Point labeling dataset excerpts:
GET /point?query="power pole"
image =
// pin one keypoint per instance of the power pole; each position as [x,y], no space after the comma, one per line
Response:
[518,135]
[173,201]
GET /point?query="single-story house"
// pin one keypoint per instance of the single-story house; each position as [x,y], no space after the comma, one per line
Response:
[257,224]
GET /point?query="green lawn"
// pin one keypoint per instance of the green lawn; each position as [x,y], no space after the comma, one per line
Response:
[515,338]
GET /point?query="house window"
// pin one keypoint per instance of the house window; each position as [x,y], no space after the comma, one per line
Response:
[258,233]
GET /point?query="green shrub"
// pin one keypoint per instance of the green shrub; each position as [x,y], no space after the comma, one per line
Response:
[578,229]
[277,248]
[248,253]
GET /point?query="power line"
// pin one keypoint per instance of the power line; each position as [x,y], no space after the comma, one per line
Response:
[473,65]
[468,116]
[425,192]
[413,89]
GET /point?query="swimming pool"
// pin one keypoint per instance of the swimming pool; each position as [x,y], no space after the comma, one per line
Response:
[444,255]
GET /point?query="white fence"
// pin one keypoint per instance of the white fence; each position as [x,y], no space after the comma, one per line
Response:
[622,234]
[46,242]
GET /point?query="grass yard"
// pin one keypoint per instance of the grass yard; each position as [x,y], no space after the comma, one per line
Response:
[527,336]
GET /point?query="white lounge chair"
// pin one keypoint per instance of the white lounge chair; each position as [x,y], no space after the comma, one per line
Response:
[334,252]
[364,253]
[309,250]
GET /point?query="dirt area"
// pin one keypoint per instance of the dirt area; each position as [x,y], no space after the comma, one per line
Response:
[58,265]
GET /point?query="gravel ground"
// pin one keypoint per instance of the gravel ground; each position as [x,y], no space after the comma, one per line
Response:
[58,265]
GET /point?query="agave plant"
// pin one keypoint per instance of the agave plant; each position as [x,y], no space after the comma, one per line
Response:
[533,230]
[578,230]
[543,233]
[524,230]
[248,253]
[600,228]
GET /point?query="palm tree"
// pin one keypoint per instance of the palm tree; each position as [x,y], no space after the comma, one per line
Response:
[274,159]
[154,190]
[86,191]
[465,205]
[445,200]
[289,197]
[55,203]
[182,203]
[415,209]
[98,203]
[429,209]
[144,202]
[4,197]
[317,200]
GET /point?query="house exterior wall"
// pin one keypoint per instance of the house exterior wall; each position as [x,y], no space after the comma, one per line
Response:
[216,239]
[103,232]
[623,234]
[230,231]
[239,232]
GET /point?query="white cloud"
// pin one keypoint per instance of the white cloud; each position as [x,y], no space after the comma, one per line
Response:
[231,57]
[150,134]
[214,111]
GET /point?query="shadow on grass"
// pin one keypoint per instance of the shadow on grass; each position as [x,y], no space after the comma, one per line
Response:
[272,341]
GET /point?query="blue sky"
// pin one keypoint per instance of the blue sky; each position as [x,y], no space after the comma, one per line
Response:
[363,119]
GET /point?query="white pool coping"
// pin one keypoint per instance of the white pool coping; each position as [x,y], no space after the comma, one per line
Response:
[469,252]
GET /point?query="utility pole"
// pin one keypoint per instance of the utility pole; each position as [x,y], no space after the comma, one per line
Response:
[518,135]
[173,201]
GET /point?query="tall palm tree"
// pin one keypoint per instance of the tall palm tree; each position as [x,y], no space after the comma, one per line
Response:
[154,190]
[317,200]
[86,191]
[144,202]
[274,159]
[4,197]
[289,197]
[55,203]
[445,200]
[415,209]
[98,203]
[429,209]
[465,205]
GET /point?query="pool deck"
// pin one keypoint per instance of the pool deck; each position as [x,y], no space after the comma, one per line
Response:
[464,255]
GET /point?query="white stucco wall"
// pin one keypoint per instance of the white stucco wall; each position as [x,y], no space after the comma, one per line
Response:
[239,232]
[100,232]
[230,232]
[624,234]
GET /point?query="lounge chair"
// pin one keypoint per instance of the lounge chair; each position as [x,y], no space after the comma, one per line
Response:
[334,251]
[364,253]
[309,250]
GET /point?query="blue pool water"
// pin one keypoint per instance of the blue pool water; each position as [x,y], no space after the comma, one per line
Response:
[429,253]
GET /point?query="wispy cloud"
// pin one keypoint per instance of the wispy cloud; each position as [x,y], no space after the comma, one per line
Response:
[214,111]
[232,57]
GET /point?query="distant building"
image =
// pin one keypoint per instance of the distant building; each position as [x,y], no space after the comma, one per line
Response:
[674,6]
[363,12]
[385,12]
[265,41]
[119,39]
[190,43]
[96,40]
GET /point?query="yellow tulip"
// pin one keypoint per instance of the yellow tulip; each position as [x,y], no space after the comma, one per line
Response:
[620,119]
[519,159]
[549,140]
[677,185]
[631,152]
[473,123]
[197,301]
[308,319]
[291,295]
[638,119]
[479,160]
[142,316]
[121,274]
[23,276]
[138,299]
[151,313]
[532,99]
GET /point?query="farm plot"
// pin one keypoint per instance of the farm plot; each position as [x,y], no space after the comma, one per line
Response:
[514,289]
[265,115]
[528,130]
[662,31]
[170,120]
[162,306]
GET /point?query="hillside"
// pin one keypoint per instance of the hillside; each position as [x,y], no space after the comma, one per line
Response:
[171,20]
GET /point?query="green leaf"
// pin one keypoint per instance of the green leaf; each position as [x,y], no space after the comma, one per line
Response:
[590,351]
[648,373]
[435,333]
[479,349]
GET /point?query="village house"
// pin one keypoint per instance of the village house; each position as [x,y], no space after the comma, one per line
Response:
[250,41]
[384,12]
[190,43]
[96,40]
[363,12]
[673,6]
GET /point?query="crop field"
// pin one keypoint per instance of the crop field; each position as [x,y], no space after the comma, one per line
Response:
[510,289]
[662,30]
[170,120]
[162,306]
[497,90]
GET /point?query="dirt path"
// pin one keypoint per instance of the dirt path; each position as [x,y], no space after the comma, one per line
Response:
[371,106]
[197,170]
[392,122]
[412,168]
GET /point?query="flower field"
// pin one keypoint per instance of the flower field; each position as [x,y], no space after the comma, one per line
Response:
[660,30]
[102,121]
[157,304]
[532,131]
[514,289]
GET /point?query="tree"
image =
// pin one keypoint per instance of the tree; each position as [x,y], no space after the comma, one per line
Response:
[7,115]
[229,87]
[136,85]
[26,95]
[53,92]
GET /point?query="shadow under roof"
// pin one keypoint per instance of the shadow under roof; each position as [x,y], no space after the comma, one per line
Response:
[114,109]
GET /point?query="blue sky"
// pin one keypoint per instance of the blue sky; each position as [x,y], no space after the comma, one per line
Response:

§ WHAT TO WORK ON:
Set all of the entries down again, exactly as they were given.

§ SOLUTION:
GET /point?query="power pole"
image =
// pin one keypoint per instance of the power pole; each position as [x,y], no space after the comma, one per line
Response:
[518,135]
[173,201]
GET /point?query="single-story house"
// pin one keypoint per instance of the single-story house; each position as [x,y], no space after the comma, one per line
Response:
[257,224]
GET /point?query="green lawn"
// pin one keypoint per instance of the green lawn; each position as [x,y], no space after the comma, one per line
Response:
[515,338]
GET /point?query="house window"
// pin one keypoint per instance of the house window; each position as [x,y], no space after the comma, one per line
Response:
[258,233]
GET /point?query="green shrub"
// pin one keypoint per instance of the green shrub; each position as [x,y], no space after the comma, one per line
Response:
[578,229]
[277,248]
[248,253]
GET /point?query="power line"
// pin one keypoint per instance of the power line; each position as [x,y], no space after the comma, one per line
Response:
[473,65]
[468,116]
[425,192]
[413,89]
GET /point?query="swimming pool"
// pin one keypoint per instance of the swimming pool; each position as [x,y], no space after the comma, one per line
Response:
[444,255]
GET /point?query="white fence"
// pin one keypoint per instance of the white fence; each position as [x,y], no space after the comma, one per line
Response:
[622,234]
[46,242]
GET /point?query="grass yard"
// pin one keypoint per instance of the grass yard; each position as [x,y], no space after the comma, one per line
Response:
[527,336]
GET /point?query="white lounge chair"
// pin one keypoint per instance of the white lounge chair; each position as [x,y], no space after the comma, one per line
Response:
[334,252]
[364,253]
[309,250]
GET /point?query="dirt area"
// pin one keypoint per instance of the dirt area; each position as [x,y], no space after the comma, one per line
Response:
[58,265]
GET /point?query="gravel ground"
// pin one keypoint per instance of the gravel ground; each position as [x,y], no space after the comma, one per line
Response:
[58,265]
GET /point?query="agave plant"
// pin one keypoint per instance of the agave plant; each position as [x,y], no space after the comma, one per line
Response:
[533,230]
[578,230]
[543,233]
[524,230]
[248,253]
[600,228]
GET /point?query="palm tree"
// pin one keypoint per instance of the palm tree; each position as [x,y], no space after the comma, one per line
Response:
[274,159]
[154,190]
[86,191]
[465,205]
[445,200]
[289,197]
[55,203]
[182,203]
[415,209]
[98,203]
[429,209]
[144,202]
[4,197]
[317,200]
GET /point?query="house exterior wall"
// pin one keypoint per instance of the house exterior wall; each position as [x,y], no space after the comma, one per line
Response:
[216,239]
[103,232]
[623,234]
[230,231]
[239,232]
GET /point?query="white cloud"
// pin one keypoint per instance of the white cloud; each position as [x,y], no space after the comma, one per line
Response:
[231,57]
[150,134]
[214,111]
GET /point?query="shadow on grass"
// pin one keypoint per instance of the shadow on grass; each position as [x,y], no space after the comma, one per line
Response:
[272,341]
GET /point?query="blue sky"
// pin one keypoint per instance of the blue sky; each position as [x,y], no space after the comma, one per line
Response:
[363,119]
GET /point?query="white pool coping"
// pin one keypoint per instance of the white pool coping; each position as [x,y], no space after the comma, one per line
Response:
[469,252]
GET /point?query="utility pole"
// pin one keypoint per instance of the utility pole; each position as [x,y], no space after the comma, one per line
Response:
[518,135]
[173,201]
GET /point?query="tall palm tree"
// pin one keypoint per instance of the tall palm tree; each position as [x,y], no space after the comma, one per line
Response:
[154,190]
[317,200]
[86,191]
[144,202]
[274,159]
[4,197]
[289,197]
[55,203]
[445,200]
[415,209]
[98,203]
[429,209]
[465,205]
GET /point?query="pool deck"
// pin one keypoint per instance of the pool deck; each position as [x,y], no space after the comma, one per line
Response:
[464,255]
GET /point?query="white stucco wall"
// pin one keypoint per instance of the white stucco wall; each position as [x,y], no space after the comma, one per line
Response:
[239,232]
[100,232]
[230,232]
[624,234]
GET /point?query="lounge chair"
// pin one keypoint per instance of the lounge chair; each position as [x,y], no space after the comma, one per line
Response:
[334,251]
[364,253]
[309,250]
GET /point?query="blue pool water"
// pin one keypoint per instance of the blue pool water; each position as [x,y], no space after the comma, one per line
Response:
[429,253]
GET /point?query="wispy cloud"
// pin one keypoint per instance of the wispy cloud; each position as [x,y], no space after the comma, one per line
Response:
[214,111]
[232,57]
GET /point?query="distant building"
image =
// pin one keypoint per instance of the distant building; each position as [x,y], no space after the comma, one per line
Response:
[674,6]
[363,12]
[385,12]
[265,41]
[119,39]
[190,43]
[96,40]
GET /point?query="yellow tulip"
// pin one keypoint per instance of the yellow tulip; each position as [x,y], no space after the comma, one per line
Response:
[620,119]
[519,159]
[549,140]
[677,185]
[631,152]
[473,123]
[197,301]
[308,319]
[291,295]
[638,119]
[479,160]
[142,316]
[121,274]
[23,276]
[138,299]
[151,313]
[532,99]
GET /point?query="farm plot"
// pin one keypoint per instance of the farm plot; each position as [x,y], no space after the comma, one per line
Response:
[514,289]
[265,115]
[528,130]
[662,31]
[170,120]
[162,306]
GET /point?query="hillside"
// pin one keypoint per instance of the hillside; each position as [x,y], no space after the comma, one per line
Response:
[171,20]
GET /point?query="green leaf"
// pin one keypoint per instance of the green leaf; each position as [x,y], no space after the comma, one per line
Response:
[590,351]
[648,373]
[435,333]
[479,349]
GET /point?query="village house"
// pin one keypoint per instance of the village house; each position as [x,y], no space after the comma, one per line
Response:
[250,41]
[384,12]
[190,43]
[96,40]
[363,12]
[673,6]
GET /point?query="crop field"
// pin one keypoint per instance of the crop field; each position as [x,y], no space after the comma, one per line
Response:
[510,289]
[662,30]
[170,120]
[162,306]
[497,90]
GET /point?query="dirt path"
// pin one keypoint per instance of the dirt path; each position as [x,y], no space after the comma, one per line
Response:
[371,106]
[197,170]
[392,122]
[412,168]
GET /point?query="flower field"
// pin one keypoint per instance of the flower field; each position as [x,y], no space after the comma, one per line
Response:
[660,30]
[102,121]
[157,304]
[532,131]
[514,289]
GET /point?query="tree"
image =
// pin one keypoint per instance of the tree; each position as [x,y], no space after the comma, one per line
Response:
[7,115]
[229,87]
[136,85]
[26,95]
[53,92]
GET /point?query="shadow under roof"
// pin one keypoint per instance of the shadow under roof; each position as [x,y], no space after the comma, one per line
Response:
[114,109]
GET /point?query="blue sky"
// pin one keypoint per instance of the blue sky; each position as [x,y], no space after the comma, one per line
Response:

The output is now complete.